== Extract to read

Skip to content

[Analytics-Engine] [BugFix] Decorrelate EXISTS / IN / SOME / ANY subqueries before execution#5460

Closed
RyanL1997 wants to merge 2 commits into
opensearch-project:mainfrom
RyanL1997:fix-analytics-exists-subquery
Closed

[Analytics-Engine] [BugFix] Decorrelate EXISTS / IN / SOME / ANY subqueries before execution#5460
RyanL1997 wants to merge 2 commits into
opensearch-project:mainfrom
RyanL1997:fix-analytics-exists-subquery

Conversation

@RyanL1997

Copy link
Copy Markdown
Collaborator

Description

PPL queries that contain EXISTS / NOT EXISTS / IN / SOME / ANY subqueries — and the subsearch shapes that lower to them — currently crash on the analytics-engine route with:

HTTP/1.1 500 Internal Server Error
{
  "error": {
    "reason": "There was internal problem at backend",
    "details": "Unrecognized filter operator [EXISTS / EXISTS]",
    "type": "IllegalStateException"

====

In the pull request above, what exception type is reported when these subqueries crash on the analytics-engine route?

== Listing

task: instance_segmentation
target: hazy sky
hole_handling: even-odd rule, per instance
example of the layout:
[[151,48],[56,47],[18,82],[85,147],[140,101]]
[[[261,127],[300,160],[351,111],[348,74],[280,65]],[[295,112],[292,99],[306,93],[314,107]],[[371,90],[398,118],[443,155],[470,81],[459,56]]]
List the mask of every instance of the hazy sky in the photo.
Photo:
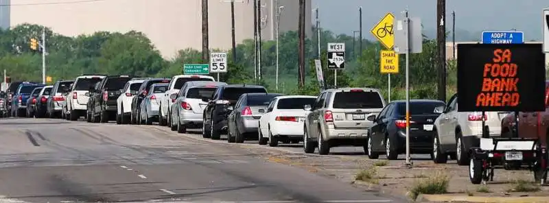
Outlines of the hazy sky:
[[[311,9],[318,7],[320,26],[336,34],[352,35],[353,30],[358,30],[358,6],[362,6],[362,36],[368,39],[373,38],[370,29],[388,12],[400,19],[408,8],[409,15],[420,17],[428,32],[438,23],[436,0],[312,1]],[[514,28],[524,32],[525,40],[541,40],[544,8],[549,8],[549,0],[447,0],[446,29],[452,29],[452,11],[455,10],[456,34],[458,29],[476,33]]]

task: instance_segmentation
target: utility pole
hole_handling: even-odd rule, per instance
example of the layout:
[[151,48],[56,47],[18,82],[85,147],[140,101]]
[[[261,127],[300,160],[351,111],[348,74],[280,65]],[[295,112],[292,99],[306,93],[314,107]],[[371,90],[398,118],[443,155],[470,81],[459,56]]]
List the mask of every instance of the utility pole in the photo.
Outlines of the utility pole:
[[436,0],[436,66],[439,99],[446,101],[446,0]]
[[305,0],[299,0],[299,69],[297,73],[298,86],[303,88],[305,86]]
[[253,0],[253,80],[257,83],[257,1]]
[[452,59],[456,60],[456,11],[452,12]]
[[202,60],[209,61],[209,45],[208,31],[208,0],[202,0]]
[[[358,29],[358,29],[358,31],[359,31],[359,34],[358,34],[359,43],[358,43],[360,45],[360,52],[359,52],[358,57],[360,58],[360,56],[362,56],[362,6],[358,7],[358,22],[359,22],[358,23],[360,24],[360,25],[358,26]],[[354,46],[353,47],[353,52],[354,52],[354,49],[355,49]]]

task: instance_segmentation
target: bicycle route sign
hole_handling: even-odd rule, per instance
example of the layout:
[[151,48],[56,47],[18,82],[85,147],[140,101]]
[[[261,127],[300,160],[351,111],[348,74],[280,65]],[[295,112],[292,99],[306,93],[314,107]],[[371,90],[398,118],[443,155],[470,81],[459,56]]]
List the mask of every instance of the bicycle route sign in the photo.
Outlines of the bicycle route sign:
[[328,43],[328,69],[345,69],[345,43]]
[[395,46],[395,35],[393,32],[393,24],[395,16],[390,12],[387,13],[370,32],[382,43],[388,49],[393,50]]

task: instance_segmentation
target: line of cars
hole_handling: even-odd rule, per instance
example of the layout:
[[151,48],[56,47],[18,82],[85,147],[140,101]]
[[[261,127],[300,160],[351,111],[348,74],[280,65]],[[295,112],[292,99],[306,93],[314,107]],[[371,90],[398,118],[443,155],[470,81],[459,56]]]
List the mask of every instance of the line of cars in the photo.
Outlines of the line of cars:
[[[268,93],[261,86],[215,82],[207,75],[82,75],[52,86],[21,82],[8,93],[15,117],[158,122],[180,133],[202,128],[204,138],[220,139],[226,134],[229,143],[257,140],[259,145],[276,147],[281,142],[303,142],[305,153],[318,148],[320,154],[328,154],[334,147],[358,146],[371,158],[384,154],[393,160],[406,151],[405,101],[386,104],[375,88],[284,95]],[[546,98],[549,104],[549,88]],[[412,99],[410,107],[411,152],[430,154],[437,163],[449,157],[467,165],[469,149],[478,145],[480,138],[511,136],[516,128],[512,112],[458,112],[457,95],[447,104]],[[520,112],[519,117],[519,130],[528,132],[521,134],[539,137],[547,145],[549,113]]]

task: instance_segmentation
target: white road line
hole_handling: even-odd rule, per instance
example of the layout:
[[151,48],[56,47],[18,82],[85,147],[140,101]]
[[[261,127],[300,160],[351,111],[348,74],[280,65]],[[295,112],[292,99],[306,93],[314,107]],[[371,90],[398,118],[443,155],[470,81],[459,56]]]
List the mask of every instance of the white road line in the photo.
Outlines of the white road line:
[[176,194],[176,193],[174,193],[174,192],[170,191],[169,191],[169,190],[167,190],[167,189],[160,189],[160,191],[163,191],[163,192],[165,192],[165,193],[168,193],[168,194],[170,194],[170,195],[175,195],[175,194]]

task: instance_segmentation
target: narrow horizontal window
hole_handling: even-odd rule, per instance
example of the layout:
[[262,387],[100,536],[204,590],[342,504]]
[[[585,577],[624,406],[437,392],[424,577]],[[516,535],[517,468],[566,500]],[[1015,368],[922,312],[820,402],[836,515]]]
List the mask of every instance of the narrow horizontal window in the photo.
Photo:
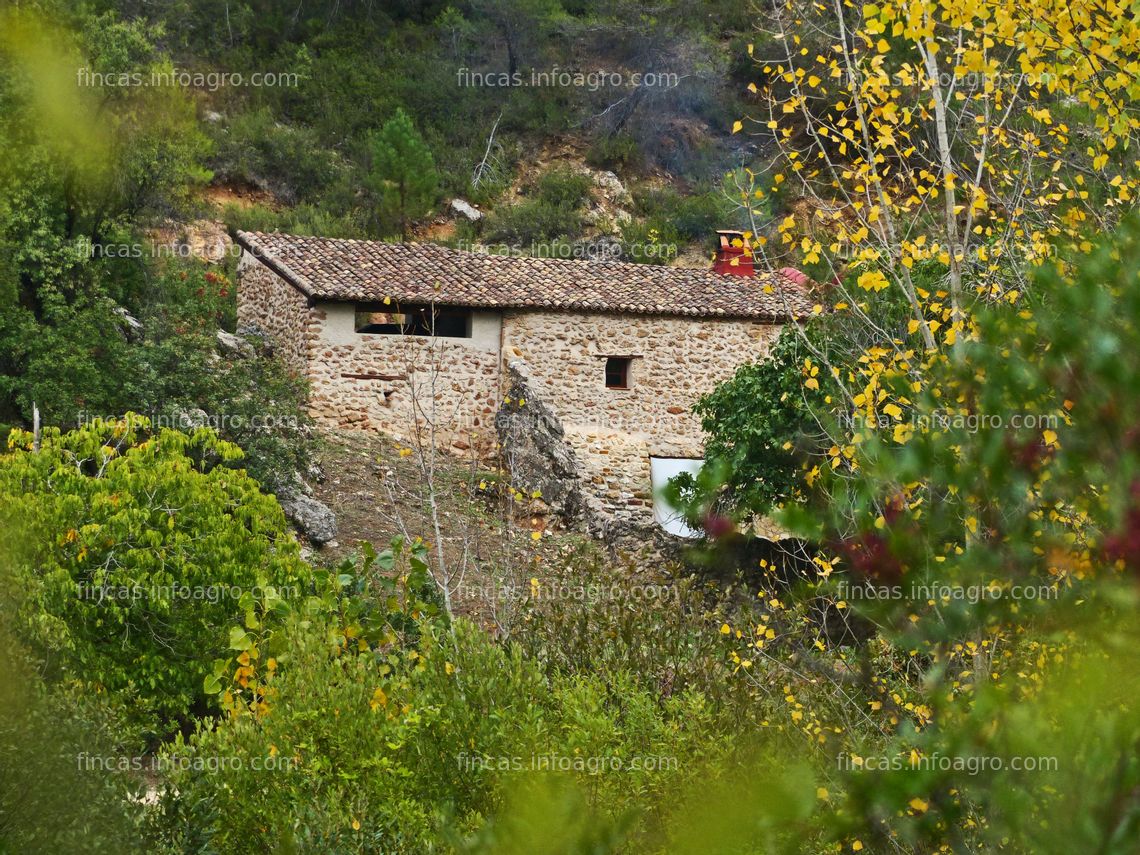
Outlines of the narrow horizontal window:
[[629,357],[608,357],[605,360],[605,388],[629,389]]
[[358,303],[356,331],[364,335],[437,335],[471,337],[471,310],[439,306],[391,307]]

====

Written response
IllegalStateException